== PROVIDED TEXT ==
=== Begin Enclosure ===

On 09/19/2017 09:54 AM, Steve Ellcey wrote:
On Tue, 2017-09-19 at 09:50 +0200, Frédéric Marchal wrote:
On lundi 18 septembre 2017 13 h 20 min 25 s CEST Martin Sebor wrote:

I haven't looked at all of them but from the few I have seen it
seems that rephrasing the messages along the following lines would
be a way to get around the translation issue and without increasing
the number of calls (though not without the conditional):

   error (is_pragma
          ? G_("missing name in %<#pragma target\(\"%s=\")%>")
          : G_("missing name in %<target(\"%s=\")%> attribute"),
          "arch");

The additional benefit of this approach is that it would also make
the quoting consistent with what seems to be the prevailing style
of these sorts of messages.  (It would be nice to eventually
converge on the same style/quoting and phrasing across all back
and front ends.)

=== End Enclosure ===

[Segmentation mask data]
=== Begin Enclosure ===

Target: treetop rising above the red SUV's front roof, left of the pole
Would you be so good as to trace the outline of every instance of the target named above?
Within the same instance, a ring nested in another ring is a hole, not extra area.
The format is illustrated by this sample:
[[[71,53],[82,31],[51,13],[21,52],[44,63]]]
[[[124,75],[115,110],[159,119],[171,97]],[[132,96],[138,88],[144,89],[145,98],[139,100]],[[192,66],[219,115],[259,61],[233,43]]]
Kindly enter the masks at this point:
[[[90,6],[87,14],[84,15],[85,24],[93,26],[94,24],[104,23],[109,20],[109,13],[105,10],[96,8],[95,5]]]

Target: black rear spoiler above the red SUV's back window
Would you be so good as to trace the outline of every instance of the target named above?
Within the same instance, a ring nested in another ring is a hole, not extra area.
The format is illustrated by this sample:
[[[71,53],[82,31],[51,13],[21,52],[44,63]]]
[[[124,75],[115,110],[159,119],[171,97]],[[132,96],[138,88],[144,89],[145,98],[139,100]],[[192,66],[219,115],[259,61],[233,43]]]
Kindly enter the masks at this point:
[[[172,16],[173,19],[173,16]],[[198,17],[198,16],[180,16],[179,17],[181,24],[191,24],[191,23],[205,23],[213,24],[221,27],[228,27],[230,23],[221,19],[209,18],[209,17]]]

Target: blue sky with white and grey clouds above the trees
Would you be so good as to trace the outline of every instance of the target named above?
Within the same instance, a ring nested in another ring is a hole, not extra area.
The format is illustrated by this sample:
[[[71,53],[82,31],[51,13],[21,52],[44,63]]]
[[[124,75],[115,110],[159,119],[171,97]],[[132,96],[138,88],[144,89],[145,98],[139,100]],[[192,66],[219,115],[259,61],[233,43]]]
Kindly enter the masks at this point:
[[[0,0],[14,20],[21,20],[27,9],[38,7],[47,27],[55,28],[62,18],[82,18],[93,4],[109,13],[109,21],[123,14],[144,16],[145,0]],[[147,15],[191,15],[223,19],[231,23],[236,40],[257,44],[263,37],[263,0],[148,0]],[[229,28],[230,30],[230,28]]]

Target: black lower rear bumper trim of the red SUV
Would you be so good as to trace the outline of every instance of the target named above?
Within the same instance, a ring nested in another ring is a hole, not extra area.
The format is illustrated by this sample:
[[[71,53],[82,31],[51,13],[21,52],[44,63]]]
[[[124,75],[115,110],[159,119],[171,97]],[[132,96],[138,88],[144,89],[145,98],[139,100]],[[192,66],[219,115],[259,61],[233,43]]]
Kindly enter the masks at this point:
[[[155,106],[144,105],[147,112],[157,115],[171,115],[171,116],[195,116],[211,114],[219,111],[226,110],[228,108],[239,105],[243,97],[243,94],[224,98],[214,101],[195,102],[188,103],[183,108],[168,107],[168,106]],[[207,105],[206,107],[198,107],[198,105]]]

=== End Enclosure ===

== WHAT YOU SHOULD DO ==
Copy the entire email excerpt about rephrasing translatable error messages, keeping every character the same. This data was drawn from a separate source, unrelated to the email excerpt.

== OUTPUT FOR THIS EXERCISE ==
On 09/19/2017 09:54 AM, Steve Ellcey wrote:
On Tue, 2017-09-19 at 09:50 +0200, Frédéric Marchal wrote:
On lundi 18 septembre 2017 13 h 20 min 25 s CEST Martin Sebor wrote:

I haven't looked at all of them but from the few I have seen it
seems that rephrasing the messages along the following lines would
be a way to get around the translation issue and without increasing
the number of calls (though not without the conditional):

   error (is_pragma
          ? G_("missing name in %<#pragma target\(\"%s=\")%>")
          : G_("missing name in %<target(\"%s=\")%> attribute"),
          "arch");

The additional benefit of this approach is that it would also make
the quoting consistent with what seems to be the prevailing style
of these sorts of messages.  (It would be nice to eventually
converge on the same style/quoting and phrasing across all back
and front ends.)